__WORKING DATA__
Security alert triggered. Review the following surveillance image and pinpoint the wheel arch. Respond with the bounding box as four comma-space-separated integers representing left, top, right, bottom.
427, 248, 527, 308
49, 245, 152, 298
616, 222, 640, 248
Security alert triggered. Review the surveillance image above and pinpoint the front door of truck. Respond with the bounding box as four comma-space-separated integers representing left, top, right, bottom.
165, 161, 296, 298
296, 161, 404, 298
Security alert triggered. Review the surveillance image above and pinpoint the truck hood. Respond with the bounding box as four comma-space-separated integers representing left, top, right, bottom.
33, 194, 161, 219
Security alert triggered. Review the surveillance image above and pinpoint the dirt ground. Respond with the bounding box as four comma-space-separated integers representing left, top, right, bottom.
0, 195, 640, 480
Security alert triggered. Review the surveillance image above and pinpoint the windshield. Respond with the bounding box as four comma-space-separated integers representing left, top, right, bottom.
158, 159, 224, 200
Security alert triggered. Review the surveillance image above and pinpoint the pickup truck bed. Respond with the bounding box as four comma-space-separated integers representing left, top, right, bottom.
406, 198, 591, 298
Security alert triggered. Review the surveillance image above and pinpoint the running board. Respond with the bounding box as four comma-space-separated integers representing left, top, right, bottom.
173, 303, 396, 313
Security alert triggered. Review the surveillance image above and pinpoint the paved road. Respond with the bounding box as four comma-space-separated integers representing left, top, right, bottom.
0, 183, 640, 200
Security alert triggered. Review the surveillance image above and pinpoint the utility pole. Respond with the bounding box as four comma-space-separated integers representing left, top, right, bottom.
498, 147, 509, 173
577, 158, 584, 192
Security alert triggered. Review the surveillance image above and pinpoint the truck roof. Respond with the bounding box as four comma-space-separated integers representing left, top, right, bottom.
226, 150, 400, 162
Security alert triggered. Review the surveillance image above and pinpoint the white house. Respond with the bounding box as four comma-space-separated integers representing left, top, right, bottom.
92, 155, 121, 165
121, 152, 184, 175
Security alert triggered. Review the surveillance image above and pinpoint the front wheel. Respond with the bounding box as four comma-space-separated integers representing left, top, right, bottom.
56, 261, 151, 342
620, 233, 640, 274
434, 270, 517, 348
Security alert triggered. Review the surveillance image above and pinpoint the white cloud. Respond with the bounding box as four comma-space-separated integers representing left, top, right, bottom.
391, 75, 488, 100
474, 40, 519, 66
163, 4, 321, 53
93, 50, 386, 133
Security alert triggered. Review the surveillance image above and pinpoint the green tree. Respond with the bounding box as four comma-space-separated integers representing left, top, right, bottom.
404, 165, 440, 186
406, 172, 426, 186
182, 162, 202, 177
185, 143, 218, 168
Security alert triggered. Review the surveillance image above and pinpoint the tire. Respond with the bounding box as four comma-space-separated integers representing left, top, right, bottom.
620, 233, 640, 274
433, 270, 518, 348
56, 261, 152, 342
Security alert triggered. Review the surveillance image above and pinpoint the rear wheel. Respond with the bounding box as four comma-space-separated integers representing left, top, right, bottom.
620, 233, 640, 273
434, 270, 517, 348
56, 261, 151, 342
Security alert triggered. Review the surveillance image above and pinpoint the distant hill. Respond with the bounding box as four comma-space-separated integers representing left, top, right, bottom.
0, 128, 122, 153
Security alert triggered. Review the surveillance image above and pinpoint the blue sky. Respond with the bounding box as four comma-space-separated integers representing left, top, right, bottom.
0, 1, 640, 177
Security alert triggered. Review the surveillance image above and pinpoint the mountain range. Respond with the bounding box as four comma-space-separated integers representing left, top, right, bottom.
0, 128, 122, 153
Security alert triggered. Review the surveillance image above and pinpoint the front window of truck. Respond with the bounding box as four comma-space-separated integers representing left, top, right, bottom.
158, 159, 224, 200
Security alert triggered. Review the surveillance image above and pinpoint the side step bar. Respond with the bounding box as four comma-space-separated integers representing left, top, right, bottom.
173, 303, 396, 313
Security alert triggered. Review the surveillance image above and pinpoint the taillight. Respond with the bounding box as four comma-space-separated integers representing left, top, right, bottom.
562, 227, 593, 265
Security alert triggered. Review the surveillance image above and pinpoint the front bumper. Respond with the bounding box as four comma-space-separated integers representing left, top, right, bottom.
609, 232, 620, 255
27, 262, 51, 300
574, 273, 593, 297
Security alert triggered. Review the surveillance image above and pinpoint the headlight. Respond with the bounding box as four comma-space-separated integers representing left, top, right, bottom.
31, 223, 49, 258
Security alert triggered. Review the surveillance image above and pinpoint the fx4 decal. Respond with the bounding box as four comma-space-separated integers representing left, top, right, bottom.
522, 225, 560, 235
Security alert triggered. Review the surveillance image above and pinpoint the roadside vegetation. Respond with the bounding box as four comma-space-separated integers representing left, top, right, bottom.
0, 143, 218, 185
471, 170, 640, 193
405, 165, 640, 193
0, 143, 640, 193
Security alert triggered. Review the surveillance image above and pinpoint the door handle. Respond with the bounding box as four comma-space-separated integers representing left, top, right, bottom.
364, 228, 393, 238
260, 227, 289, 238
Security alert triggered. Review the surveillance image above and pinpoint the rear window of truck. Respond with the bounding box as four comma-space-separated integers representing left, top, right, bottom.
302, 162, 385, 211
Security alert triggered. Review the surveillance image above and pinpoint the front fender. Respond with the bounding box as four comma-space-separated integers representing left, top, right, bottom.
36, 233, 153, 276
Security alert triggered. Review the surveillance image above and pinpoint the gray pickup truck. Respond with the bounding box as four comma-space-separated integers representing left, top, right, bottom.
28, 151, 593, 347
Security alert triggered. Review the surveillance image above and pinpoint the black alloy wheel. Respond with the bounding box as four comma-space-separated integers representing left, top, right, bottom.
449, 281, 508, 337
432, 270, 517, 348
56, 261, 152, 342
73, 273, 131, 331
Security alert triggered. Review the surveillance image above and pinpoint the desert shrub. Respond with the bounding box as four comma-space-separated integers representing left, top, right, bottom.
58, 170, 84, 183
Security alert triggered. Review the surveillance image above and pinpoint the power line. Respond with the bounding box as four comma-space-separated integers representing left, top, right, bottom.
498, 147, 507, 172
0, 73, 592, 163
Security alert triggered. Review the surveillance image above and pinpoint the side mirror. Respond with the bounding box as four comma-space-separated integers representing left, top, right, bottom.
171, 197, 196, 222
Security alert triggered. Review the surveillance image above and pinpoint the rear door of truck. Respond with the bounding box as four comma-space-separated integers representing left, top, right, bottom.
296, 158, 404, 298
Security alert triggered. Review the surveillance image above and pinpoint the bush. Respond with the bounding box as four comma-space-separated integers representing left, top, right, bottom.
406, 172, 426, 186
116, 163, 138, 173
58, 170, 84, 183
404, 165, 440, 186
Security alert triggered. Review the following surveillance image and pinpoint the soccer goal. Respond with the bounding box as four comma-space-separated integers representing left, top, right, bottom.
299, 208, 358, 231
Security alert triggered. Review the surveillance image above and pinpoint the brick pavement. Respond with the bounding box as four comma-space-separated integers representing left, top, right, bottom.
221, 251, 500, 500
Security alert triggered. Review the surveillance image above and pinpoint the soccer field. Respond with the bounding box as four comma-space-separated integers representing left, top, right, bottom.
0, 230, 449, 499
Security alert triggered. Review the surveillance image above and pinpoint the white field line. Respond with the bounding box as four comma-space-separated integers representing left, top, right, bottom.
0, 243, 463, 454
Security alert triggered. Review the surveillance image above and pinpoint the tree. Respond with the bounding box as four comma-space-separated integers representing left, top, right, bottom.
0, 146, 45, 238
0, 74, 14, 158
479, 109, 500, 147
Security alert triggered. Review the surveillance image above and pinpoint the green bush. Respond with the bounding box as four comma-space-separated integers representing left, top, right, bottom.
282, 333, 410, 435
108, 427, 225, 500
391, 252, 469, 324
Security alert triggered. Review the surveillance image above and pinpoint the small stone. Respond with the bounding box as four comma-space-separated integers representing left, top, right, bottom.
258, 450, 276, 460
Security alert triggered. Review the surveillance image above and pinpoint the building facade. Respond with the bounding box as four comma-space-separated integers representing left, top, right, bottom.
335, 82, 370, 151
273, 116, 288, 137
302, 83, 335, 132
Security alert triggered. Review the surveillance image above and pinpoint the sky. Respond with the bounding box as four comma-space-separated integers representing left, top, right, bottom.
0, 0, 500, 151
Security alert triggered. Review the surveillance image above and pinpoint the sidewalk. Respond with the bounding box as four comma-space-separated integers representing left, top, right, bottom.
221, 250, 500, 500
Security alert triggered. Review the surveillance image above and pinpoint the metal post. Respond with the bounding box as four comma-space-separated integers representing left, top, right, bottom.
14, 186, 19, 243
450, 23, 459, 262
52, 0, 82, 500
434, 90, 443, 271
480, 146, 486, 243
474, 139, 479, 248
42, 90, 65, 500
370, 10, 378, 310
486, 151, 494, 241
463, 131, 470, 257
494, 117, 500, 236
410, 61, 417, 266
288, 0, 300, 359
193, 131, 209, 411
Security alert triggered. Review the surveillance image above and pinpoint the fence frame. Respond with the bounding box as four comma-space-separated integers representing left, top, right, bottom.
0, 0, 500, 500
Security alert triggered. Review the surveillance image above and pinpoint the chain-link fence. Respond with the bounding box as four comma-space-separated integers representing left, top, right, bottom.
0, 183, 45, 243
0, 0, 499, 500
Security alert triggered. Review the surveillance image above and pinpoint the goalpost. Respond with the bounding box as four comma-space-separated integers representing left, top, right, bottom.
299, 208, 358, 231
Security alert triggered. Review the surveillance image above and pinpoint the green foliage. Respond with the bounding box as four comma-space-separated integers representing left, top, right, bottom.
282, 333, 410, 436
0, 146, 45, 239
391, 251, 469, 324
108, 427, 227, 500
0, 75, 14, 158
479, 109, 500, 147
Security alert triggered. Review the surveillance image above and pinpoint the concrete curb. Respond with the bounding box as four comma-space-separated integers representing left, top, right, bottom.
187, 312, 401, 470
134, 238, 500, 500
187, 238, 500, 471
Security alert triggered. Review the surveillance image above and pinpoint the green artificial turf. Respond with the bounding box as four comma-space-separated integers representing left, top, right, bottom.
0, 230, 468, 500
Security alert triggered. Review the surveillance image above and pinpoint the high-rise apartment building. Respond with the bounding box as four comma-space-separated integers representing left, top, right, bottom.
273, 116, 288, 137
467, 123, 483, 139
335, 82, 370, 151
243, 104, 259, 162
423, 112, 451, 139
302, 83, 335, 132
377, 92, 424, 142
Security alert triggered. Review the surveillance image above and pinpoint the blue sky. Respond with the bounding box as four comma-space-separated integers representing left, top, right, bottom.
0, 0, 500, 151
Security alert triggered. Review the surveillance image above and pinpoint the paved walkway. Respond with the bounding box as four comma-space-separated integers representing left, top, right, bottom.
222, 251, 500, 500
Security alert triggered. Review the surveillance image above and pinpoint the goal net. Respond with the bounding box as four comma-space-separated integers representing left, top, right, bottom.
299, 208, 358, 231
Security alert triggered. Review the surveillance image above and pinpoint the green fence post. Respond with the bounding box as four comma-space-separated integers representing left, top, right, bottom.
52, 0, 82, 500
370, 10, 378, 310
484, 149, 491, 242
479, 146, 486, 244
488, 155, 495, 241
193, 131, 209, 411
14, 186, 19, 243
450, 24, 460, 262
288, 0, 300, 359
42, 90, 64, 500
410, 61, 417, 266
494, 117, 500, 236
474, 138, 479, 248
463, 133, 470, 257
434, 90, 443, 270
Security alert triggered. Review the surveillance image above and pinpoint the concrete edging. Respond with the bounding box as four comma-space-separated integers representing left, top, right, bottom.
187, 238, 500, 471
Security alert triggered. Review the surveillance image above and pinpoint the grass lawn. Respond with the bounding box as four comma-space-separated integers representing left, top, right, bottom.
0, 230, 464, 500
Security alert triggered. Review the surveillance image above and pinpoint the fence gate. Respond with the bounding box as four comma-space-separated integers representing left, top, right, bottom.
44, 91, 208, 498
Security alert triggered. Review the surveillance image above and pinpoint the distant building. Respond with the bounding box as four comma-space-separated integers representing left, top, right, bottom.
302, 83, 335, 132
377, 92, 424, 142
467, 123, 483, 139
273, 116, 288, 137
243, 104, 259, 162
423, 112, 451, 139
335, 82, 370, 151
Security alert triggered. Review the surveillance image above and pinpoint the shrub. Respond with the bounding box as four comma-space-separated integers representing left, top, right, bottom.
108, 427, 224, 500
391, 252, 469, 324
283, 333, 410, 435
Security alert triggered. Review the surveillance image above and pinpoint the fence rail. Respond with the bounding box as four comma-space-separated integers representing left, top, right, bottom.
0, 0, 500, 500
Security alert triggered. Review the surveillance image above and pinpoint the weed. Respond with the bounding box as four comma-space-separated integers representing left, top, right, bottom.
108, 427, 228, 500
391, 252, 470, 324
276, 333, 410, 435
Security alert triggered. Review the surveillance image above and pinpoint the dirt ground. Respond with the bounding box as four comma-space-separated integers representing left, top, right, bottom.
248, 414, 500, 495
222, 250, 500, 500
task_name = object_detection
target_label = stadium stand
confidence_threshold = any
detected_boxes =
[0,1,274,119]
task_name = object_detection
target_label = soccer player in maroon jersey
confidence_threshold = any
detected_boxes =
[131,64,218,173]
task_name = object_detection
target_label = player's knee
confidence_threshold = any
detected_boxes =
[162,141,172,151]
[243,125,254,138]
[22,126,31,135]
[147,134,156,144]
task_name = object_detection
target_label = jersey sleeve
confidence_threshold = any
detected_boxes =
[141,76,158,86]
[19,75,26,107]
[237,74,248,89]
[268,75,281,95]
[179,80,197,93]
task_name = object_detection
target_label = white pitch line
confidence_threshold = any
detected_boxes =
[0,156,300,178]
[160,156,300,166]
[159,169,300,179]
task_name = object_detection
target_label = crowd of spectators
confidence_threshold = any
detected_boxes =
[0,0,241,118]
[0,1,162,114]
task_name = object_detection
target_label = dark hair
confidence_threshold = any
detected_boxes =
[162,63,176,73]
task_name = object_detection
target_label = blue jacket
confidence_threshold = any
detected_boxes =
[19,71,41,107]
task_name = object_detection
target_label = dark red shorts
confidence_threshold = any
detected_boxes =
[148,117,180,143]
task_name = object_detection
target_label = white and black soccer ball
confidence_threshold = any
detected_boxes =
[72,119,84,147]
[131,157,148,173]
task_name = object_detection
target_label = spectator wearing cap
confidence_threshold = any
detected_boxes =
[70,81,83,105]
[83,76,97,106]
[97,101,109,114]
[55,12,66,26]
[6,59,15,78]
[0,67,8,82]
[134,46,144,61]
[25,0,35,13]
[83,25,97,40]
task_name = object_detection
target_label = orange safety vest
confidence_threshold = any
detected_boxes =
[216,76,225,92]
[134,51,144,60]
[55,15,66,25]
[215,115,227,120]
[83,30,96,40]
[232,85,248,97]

__EXERCISE REQUIREMENTS__
Reproduce the records between the lines holding "the green artificial" and "0, 230, 468, 500", inclusive, keeping the requests as they are. Subtract 76 from every bounding box coordinate in the answers.

__WRITTEN RESPONSE__
Security alert triggered. Review the surveillance image above and pinpoint the green artificial turf. Respond with the bounding box as four comma-space-separated integers representing left, top, right, bottom.
-76, 154, 392, 424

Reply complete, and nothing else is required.